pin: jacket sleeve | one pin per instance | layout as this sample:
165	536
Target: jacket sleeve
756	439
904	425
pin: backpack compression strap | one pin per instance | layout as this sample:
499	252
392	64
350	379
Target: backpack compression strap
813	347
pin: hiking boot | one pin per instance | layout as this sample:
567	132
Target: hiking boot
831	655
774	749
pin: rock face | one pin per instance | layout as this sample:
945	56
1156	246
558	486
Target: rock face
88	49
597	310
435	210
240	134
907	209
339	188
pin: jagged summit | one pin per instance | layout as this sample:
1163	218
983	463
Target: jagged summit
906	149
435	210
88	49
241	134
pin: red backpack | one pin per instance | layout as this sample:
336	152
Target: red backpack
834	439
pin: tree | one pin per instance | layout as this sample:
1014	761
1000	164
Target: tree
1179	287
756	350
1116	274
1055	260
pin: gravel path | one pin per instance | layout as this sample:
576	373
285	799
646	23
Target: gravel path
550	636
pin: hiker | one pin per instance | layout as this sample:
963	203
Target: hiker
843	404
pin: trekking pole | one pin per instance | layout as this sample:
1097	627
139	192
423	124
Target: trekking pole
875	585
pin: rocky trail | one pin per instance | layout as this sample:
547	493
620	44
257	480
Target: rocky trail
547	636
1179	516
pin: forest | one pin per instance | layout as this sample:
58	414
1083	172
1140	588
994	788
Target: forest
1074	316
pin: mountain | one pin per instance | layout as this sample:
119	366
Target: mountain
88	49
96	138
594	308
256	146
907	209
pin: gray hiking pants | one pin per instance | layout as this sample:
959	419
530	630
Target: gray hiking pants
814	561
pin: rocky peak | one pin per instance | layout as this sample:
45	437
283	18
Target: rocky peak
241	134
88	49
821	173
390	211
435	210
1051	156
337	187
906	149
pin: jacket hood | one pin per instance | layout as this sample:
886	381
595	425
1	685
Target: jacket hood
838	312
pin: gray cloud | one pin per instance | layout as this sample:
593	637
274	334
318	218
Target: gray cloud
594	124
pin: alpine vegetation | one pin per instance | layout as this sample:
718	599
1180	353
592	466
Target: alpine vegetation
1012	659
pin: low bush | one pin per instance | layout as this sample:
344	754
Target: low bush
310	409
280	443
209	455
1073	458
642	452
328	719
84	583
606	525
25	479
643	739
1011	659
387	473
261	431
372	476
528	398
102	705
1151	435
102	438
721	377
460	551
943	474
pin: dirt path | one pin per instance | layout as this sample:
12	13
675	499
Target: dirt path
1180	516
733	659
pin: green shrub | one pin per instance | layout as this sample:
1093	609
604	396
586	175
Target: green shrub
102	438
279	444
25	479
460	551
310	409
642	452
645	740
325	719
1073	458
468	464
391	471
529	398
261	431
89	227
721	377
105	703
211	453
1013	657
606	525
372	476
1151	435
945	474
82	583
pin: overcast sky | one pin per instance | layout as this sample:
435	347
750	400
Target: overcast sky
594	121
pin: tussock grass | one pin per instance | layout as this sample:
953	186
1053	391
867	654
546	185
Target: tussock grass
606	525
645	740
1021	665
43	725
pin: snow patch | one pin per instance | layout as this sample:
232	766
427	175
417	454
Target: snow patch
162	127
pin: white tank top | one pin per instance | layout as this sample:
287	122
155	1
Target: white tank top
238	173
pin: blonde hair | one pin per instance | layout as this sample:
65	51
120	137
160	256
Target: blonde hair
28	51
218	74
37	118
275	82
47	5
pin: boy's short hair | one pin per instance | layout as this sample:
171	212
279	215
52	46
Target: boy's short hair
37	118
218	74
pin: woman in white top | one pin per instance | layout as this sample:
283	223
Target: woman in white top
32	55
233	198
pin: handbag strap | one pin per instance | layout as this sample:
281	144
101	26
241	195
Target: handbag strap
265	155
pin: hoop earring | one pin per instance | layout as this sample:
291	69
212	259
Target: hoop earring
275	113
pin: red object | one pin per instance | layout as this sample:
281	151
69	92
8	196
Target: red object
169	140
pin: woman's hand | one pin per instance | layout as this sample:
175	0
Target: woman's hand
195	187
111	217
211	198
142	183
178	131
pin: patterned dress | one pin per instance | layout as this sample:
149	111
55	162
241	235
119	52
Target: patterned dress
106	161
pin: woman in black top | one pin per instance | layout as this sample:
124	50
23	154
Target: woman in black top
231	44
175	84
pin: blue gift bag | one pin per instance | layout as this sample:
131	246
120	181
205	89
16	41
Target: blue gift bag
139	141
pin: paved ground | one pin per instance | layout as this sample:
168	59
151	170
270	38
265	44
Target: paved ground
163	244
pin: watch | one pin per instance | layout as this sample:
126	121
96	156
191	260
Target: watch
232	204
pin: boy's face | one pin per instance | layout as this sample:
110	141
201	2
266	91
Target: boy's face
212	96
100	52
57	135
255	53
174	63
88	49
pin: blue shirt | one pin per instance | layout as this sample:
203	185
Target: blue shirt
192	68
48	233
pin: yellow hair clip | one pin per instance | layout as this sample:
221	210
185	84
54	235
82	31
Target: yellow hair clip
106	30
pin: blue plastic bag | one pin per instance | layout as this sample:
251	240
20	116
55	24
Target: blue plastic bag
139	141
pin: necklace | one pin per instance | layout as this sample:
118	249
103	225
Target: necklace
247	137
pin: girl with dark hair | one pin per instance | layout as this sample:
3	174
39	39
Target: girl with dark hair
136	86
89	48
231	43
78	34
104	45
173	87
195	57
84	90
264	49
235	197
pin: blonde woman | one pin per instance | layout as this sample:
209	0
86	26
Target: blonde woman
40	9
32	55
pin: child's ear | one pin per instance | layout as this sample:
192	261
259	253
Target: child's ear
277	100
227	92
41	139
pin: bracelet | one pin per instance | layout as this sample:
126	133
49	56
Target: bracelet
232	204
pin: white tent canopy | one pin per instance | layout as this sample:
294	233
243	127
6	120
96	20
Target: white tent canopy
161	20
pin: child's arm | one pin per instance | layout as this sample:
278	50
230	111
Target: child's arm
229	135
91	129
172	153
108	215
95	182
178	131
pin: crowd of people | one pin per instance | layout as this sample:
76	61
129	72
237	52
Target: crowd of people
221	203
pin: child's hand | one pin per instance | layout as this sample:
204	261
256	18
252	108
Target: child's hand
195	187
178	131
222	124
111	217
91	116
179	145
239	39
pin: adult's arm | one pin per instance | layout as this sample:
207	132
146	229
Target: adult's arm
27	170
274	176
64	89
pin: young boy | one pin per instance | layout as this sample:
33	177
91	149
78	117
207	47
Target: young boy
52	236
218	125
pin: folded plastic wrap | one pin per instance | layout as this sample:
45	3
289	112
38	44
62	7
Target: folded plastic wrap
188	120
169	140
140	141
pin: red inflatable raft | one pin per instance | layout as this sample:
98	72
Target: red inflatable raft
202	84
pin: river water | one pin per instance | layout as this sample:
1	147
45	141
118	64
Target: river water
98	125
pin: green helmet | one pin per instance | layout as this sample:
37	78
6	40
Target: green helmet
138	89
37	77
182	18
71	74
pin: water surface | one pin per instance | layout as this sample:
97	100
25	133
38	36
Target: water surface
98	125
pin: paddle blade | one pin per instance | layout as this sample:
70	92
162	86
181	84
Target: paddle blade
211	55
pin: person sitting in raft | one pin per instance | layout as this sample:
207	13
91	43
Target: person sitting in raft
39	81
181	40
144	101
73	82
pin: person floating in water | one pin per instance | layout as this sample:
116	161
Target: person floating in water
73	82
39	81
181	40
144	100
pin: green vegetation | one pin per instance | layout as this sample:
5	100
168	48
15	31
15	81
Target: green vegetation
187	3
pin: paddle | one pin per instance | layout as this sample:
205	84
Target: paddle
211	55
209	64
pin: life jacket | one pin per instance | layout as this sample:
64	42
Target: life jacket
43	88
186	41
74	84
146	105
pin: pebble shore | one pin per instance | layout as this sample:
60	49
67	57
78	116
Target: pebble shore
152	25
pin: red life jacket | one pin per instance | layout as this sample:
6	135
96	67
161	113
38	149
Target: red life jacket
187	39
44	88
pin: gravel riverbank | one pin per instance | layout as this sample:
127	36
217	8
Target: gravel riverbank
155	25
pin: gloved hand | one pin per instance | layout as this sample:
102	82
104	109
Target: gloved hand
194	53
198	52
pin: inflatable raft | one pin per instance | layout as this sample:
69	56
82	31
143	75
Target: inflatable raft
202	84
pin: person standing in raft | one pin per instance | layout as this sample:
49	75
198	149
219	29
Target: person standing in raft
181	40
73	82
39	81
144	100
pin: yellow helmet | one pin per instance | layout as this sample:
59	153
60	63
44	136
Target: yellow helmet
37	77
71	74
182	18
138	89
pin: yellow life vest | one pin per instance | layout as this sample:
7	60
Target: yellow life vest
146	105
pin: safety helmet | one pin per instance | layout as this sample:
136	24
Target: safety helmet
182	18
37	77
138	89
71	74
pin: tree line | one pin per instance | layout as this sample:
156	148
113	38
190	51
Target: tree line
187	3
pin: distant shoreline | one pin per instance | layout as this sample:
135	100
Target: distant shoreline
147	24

• _Directive_
Copy out exactly the lines between the line with "pin: paddle |" and the last line of the entries, counting both of those lines.

• _The result_
pin: paddle | one pin per instance | layout as this sample:
205	84
Target: paddle
211	55
209	64
pin: life jacket | one pin per instance | layout as this sample:
64	42
Target: life jacket
43	88
186	41
74	84
146	105
pin: pebble shore | one pin per instance | layout as this sample:
60	49
67	57
78	116
Target: pebble shore
152	25
pin: red life jacket | one pin per instance | layout as this sample:
6	135
96	67
161	113
38	149
Target: red life jacket
187	39
44	88
pin: gravel riverbank | one pin per instance | layout as this sample:
127	36
217	8
Target: gravel riverbank
155	25
pin: gloved hand | one pin per instance | layout as this sample:
102	82
104	109
Target: gloved hand
194	53
198	52
pin: inflatable raft | one pin per instance | layout as this sample:
69	56
82	31
143	75
Target: inflatable raft
202	84
pin: person standing in raft | one pin per instance | layout as this sample:
49	75
198	149
219	29
Target: person standing in raft
181	40
73	82
39	81
144	100
pin: yellow helmet | one pin per instance | layout as this sample:
59	153
60	63
44	136
Target: yellow helmet
37	77
71	74
182	18
138	89
pin: yellow life vest | one pin per instance | layout as this sample:
7	60
Target: yellow life vest
146	105
pin: safety helmet | one pin per instance | layout as this sample:
136	24
Target: safety helmet
182	18
37	77
138	89
71	74
pin: tree line | one pin per instance | layout as this sample:
156	148
113	38
190	51
Target: tree line
187	3
pin: distant shoreline | one pin per instance | layout as this sample:
135	100
Target: distant shoreline
147	24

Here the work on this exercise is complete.